▸ Übungstext:
Die Markenstelle für Klasse 29 des [X.] hat  mit Beschluss vom 25. März 2010 den Widerspruch zurückgewiesen, weil der aus den Worten [X.] für rein und [X.] für Leben bestehende und damit die Wirkung und Bestimmung der gekennzeichneten Waren bezeichnende Widerspruchsmarke nur eine geringe Kennzeichnungskraft zukomme, so dass trotz zumindest teilweise identisch beanspruchter Waren schon aus diesem Grund eine Verwechslungsgefahr aus Rechtsgründen zu verneinen sei, weil die beiden Marken keine, hierfür aber erforderliche enge Zeichennähe aufwiesen.

▸ Vorgegebene Datensätze:
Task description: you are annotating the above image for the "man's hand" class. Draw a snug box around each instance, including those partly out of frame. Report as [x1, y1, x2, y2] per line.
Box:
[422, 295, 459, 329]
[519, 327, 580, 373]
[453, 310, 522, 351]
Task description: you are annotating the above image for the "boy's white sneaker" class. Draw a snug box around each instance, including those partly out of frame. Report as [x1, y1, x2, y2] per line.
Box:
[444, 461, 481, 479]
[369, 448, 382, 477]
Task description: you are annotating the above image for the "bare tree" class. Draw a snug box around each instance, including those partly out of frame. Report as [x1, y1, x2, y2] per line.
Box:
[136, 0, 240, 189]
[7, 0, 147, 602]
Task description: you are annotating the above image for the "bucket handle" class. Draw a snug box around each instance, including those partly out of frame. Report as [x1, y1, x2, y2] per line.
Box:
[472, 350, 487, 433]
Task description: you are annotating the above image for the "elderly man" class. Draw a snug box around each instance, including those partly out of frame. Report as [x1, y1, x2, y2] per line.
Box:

▸ Arbeitsaufträge:
• A. Schreiben Sie die Passage des Übungstexts von „Die Markenstelle für“ bis „enge Zeichennähe aufwiesen.“ wortgetreu ab.
• B. Welche Zahlen kommen im Übungstext vor? Nennen Sie alle.
• C. An welchem Datum hat die Markenstelle laut Übungstext ihren Beschluss gefasst?
Verwenden Sie ausschließlich den Übungstext.

▸ Lösungen:
• A.
Die Markenstelle für Klasse 29 des [X.] hat  mit Beschluss vom 25. März 2010 den Widerspruch zurückgewiesen, weil der aus den Worten [X.] für rein und [X.] für Leben bestehende und damit die Wirkung und Bestimmung der gekennzeichneten Waren bezeichnende Widerspruchsmarke nur eine geringe Kennzeichnungskraft zukomme, so dass trotz zumindest teilweise identisch beanspruchter Waren schon aus diesem Grund eine Verwechslungsgefahr aus Rechtsgründen zu verneinen sei, weil die beiden Marken keine, hierfür aber erforderliche enge Zeichennähe aufwiesen.

• B. 29, 25, 2010

• C. Am 25. März 2010.